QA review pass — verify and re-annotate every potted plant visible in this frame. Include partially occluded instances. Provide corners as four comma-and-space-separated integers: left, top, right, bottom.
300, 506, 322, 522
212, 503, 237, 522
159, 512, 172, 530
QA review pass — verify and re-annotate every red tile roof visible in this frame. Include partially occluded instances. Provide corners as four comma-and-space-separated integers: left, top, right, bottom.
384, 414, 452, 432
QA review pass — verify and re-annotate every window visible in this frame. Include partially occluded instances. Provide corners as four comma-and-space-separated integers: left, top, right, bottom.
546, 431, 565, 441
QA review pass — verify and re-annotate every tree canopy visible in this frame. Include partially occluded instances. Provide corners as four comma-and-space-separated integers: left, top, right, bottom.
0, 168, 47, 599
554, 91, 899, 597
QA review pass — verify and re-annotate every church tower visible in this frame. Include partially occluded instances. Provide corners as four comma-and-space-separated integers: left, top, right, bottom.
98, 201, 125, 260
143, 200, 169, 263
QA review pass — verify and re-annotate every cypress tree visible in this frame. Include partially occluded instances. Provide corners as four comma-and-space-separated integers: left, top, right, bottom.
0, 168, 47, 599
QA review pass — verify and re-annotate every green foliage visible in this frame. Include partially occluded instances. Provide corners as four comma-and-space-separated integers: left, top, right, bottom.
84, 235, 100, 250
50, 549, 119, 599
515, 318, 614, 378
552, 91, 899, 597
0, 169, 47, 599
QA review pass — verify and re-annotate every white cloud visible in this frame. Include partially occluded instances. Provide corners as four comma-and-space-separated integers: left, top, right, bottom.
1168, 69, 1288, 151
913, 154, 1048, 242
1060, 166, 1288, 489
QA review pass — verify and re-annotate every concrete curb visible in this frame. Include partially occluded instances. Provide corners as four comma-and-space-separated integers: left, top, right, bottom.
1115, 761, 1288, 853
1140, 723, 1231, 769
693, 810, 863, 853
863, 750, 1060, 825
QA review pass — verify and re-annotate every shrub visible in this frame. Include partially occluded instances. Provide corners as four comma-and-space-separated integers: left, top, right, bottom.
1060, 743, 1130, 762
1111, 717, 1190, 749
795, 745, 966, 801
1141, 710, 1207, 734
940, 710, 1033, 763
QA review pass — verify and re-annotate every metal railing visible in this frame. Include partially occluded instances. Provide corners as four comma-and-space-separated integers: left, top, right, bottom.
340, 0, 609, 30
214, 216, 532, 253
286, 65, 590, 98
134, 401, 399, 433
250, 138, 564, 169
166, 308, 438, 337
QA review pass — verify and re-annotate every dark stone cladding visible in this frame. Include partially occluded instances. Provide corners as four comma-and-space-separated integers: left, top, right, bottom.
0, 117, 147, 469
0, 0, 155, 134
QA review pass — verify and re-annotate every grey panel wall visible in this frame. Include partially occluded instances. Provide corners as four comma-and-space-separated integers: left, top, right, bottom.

########

→ Short task: Copy the stretch of the material that opens with the line containing "QA review pass — verify and re-annotate every tree" and closes with the line containing "554, 91, 899, 597", keeping every line in it. Multiply each bounding-box coordinate by 1.3 and round to whole numbers, halves up, leaving all other text unchanged and giving only those lines.

→ Result:
QA review pass — verify and re-annotate every tree canopy visible in this frame. Include partially occluded instances. Provide corners as four comma-and-space-separated integers: left, top, right, bottom.
0, 218, 61, 779
720, 118, 1169, 776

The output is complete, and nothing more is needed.